• Source document
_ _ _ _ _ _ _

Years ago I decided I would never preach on Job and, so far I have always been able to avoid tackling him. I don’t like Job. I don’t like the idea of God letting him self be challenged by Satan into let some innocent righteous and pious man suffer just for the sake of seeing if his faith will hold. I don’t like the thought of 10 children and a considerable amount of animals being sacrificed just to make a point in heaven. And I don’t like the long winded and unsatisfactory answers Job gets from his friends and from God either. The whole gamut of answers human theology and philosophy have come up with in relation to the enigma of human suffering is presented in some 40 chapters and in the end, to my mind, we are left with no satisfactory answers.

Knowing Job is a story, a fable, a framework that is provided to tackle some very big questions about life and suffering, doesn’t really help either. Of course it never happened! It is a story fashioned in the ways of the wisdom tradition, one of the oldest literary genres the world knows. It is drama, opera, magnifying reality and mixing it with mythical and fairy tale elements. God and Satan chatting in heaven, placing bets on the strength of someone’s faith doesn’t only sound like a fable, it is. And where the events on earth are concerned: There is clearly no sense of proportion there. No way would all of that happen to one person in one day in that way. The whole set up, the whole start of the story is totally absurd.

So should we perhaps discard the story straight away and not even bother reading any further than the first two chapters? Because God is portrayed in a way that is contrary to all we believe about him and because the situation it pictures is totally unreal? Can’t happen, doesn’t ring true, this is not our God, so this is not our story……
The end!

Unfortunately that would not be satisfactory. Once the subject is raised it is hard to ignore it: Why do the just suffer? What comfort is there for them? And what role does God play in the whole scheme of things?
And: Maybe to loose ten children on one day and all other possessions as well stretches our imagination a bit much, but most of us will know of people like Job, that seem to be suffering overwhelming hardship and difficulty, and leave us with questions we find it hard to answer. Questions like: Why? And: why me? To what end? Is there any sense, an reason to this? Did I go wrong somewhere that this happens to me? Or is life really absurd? Has God abandoned me?

Valid questions which are even asked by Jesus. In Gethsemane: Can’t you take this cup away from me? Can’t this be done another way? And later on the Cross: Why have you abandoned me?
They are questions that go to the core of our existence, confronting the depth of human suffering and asking for it to make sense, for meaning, for something that will make it worth while, redeem it, make up for it, explain it.

As far as I can see no answer, in the end, is given in the book of Job. The questions are asked, sharply and painfully sketched against a background that has magnified some of what everyman encounters in life to mythic proportions. But none of the answers are, in the end, satisfactory.

At the end of the book the questioning itself is deemed proper and just by God. Job’s refusal to comply, his insistence on an answer meets with approval. But he still does not get one.

One by one the answers his friends come up with will be discarded and revealed as unsatisfactory. They are the answers we all know:

You have always been good, surely God will not leave you now.

_ _ _ _ _ _ _

• Dataset entries

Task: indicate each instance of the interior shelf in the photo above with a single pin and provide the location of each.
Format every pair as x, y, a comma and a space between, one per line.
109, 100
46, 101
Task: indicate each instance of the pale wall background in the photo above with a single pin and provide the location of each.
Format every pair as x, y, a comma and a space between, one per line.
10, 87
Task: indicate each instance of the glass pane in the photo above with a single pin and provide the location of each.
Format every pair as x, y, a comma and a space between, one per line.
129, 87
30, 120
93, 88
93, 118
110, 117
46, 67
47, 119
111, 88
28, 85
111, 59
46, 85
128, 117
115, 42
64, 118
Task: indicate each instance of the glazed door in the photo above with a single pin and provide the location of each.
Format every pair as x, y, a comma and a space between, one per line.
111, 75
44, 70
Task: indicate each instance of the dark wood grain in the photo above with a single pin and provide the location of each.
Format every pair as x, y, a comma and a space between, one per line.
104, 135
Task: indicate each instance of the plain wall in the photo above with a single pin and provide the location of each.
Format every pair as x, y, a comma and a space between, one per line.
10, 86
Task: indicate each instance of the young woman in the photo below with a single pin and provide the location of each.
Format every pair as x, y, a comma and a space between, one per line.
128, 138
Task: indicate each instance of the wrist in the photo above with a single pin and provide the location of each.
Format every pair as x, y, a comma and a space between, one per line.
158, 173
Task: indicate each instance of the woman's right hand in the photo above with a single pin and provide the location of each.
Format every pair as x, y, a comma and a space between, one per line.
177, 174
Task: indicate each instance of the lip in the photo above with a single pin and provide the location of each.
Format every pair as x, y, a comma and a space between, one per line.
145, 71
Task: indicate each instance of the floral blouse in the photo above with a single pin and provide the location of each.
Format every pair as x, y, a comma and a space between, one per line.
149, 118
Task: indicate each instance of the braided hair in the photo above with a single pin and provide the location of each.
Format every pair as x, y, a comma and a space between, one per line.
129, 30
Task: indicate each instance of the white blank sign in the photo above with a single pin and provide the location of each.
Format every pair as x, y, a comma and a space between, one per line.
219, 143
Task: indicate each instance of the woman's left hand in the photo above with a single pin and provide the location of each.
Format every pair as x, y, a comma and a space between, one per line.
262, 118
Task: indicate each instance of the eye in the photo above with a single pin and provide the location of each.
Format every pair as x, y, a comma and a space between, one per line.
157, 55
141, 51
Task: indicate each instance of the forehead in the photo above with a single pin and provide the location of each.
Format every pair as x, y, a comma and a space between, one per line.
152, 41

_ _ _ _ _ _ _

• Written problem A
Write out the passage of the sermon on Job from "Unfortunately that would" to "scheme of things?".
• Written problem B
In the sermon on Job, which literary tradition is the story of Job said to be fashioned in?
• Written problem C
Carry on the sermon on Job from its last line.
These data come from a different source than the sermon on Job.

• Answer A
Unfortunately that would not be satisfactory. Once the subject is raised it is hard to ignore it: Why do the just suffer? What comfort is there for them? And what role does God play in the whole scheme of things?

• Answer B
The wisdom tradition.

• Answer C
You may suffer now but in the end God’s love will make it all worth it somehow. You will see, some years from now it will all have been for the best.
Or: You’ll grow from this, you’ll be able to be a better human being, be able to help others, be more mature because of what you’ve been through…..
Or: Think! Perhaps there was something you did that warranted this calamity. Maybe you went wrong somewhere without realising it and perhaps this is a way to bring you back on the right track.
Or: It could have been worse!
Don’t call God to account, you are too small and insignificant to understand how this all fits in the larger scheme of things. Cursing God will only make things worse for you. Trust and accept!
Or: You can’t be serious about blaming God for this. God is love, he doesn’t do things like this. There must be another reason! Don’t blame God, that is blasphemy and you may be punished even more if you engage in it.

Job does not accept any of those answers. He straightens his back and gives God and his friends all he is got.
Because even if he ends up with double of what he got in the first place that won’t take the suffering away. Even if he grows into the wisest, loveliest, most pastoral guy ever, it won’t take the suffering away, he knows he hasn’t done anything wrong and he can’t understand why God would let these things happen to him and he demands an answer! Trust and Accept! He started with that, numbed and shocked just after it happened we hear him say: The Lord has given, the Lord has taken, praise be to the Lord. But now he is woken up from the shock he can’t hold that any longer. WHY?

The answers of his friends try to protect God from the terrible questions Job asks. Job’s answer to that is that they don’t do God justice with their answers. Because they put a barrier between Job and the rawness of his questioning. Why God, tell me why!

And all that time that horrible suggestion is there in the background. That God could have had a hand in all this suffering. That it is possible that Satan was given free reign, just for a while, to prove God was right about Job and about his righteousness. It doesn’t bear thinking about!

Mrs. Job’s suggestion to Job may be a very sensible one, she says: Curse God and be done with it! It would have saved Job a lot of agony had he followed her suggestion!

How on earth is it that Job has the courage and the persistence to keep asking questions for 40 chapters? Is it perhaps because he is righteous and won’t settle for anything but the stark, terrible truth of the senselessness of his suffering and the fact that in the end he, as the righteous one, is the only one left standing before God while all the others have capitulated before an enigma that is beyond their understanding? Wouldn’t he have been better off if he had stayed with that first, pious statement: The Lord has given, the Lord has taken away, praise be to God?

Only he can’t. Because Job is the righteous man he is and God bets on. He can’t let go of God, he can’t let go of God’s righteousness, he has to fight, till the end, for a God that will be with him in his suffering and stand by him. Even in his anger and bitterness.

And perhaps that is just what happens eventually when God gives back twofold to Job of all he has lost. The law says: anybody that has unjustly taken from another has to give back double of what he took.

God gave back double. Job was right. He was wronged.

It is great but at the same time terrifying to think that could be true. Outside the context of the fable, in your and my lives. That some of us are wronged in life and that God would be prepared to acknowledge that.

Does that answer take away the suffering? No. But it does make God the only one that does not leave Job alone in his suffering.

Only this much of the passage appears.